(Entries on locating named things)
%%

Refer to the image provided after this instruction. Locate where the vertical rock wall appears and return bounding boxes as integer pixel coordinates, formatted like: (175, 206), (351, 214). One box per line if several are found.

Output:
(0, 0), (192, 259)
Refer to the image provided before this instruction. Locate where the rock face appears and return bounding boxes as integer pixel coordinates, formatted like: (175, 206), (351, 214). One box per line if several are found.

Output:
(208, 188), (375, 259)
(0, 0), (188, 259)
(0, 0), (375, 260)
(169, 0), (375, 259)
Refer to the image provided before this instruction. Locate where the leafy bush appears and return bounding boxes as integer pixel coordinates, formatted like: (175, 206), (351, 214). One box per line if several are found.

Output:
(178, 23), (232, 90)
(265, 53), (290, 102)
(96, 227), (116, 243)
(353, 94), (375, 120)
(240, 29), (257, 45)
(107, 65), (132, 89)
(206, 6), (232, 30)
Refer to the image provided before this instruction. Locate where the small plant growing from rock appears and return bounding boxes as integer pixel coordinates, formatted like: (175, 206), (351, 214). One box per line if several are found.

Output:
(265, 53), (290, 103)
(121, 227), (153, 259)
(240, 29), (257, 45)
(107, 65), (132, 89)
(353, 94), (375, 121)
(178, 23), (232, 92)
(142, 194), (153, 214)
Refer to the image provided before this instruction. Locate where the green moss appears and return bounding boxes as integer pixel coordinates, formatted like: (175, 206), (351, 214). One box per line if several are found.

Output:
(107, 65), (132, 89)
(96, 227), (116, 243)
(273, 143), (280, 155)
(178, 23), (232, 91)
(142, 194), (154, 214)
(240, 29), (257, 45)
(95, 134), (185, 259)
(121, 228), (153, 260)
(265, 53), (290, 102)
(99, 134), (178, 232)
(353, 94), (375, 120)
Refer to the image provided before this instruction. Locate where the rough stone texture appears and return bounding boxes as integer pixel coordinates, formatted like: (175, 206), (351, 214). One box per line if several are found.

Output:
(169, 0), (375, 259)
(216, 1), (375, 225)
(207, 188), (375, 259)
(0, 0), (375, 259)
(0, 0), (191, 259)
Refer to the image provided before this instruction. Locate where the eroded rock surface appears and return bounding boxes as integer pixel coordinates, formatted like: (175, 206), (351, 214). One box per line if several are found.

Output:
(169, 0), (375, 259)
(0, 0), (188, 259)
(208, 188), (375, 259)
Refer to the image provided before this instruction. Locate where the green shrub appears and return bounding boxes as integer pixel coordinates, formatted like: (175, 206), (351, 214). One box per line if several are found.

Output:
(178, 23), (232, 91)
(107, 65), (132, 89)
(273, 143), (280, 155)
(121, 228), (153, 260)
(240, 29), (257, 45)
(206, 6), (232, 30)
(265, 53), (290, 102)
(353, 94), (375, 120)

%%

(Given request)
Rescale the entries from the first line up to and including the line containing "(142, 194), (153, 214)", rewriting every line with the requests kept. Multiply each bounding-box coordinate in the answers by 2.3 and round to the nearest whole number, halves up, leaving the numbers in the requests and their format samples as they are.

(Exercise answer)
Refer to the image provided after this instruction. Locate where the vertical rock wall appears and return bounding boxes as integer pixel coordinates, formatted like: (175, 206), (351, 214). One box per line if several are found.

Output:
(0, 0), (442, 596)
Refer to the image provided before this instruction. Locate where the rock face appears and return bounding boxes as integer pixel coordinates, formatted like: (175, 206), (351, 214). One box per line if several are found.

Output:
(478, 432), (863, 596)
(0, 0), (432, 596)
(0, 0), (863, 598)
(389, 0), (863, 596)
Refer to the image provided before this instruction. Locate where the leafy bush appears and return bounding boxes as integer pixel coordinates, formatted like: (175, 206), (351, 214). One box per line if several are found.

Output:
(409, 53), (534, 207)
(610, 122), (667, 235)
(221, 522), (267, 559)
(812, 216), (863, 276)
(552, 67), (591, 104)
(246, 150), (304, 205)
(474, 14), (534, 69)
Refer to the image provided before this instruction. Locate where the small plant growing from rock appears and return bounding boxes as integer pixel coordinates, formatted like: (175, 206), (351, 214). One box per line if several are found.

Output:
(610, 122), (667, 237)
(278, 522), (352, 596)
(552, 67), (591, 104)
(246, 150), (304, 205)
(812, 216), (863, 278)
(409, 53), (534, 212)
(327, 446), (352, 492)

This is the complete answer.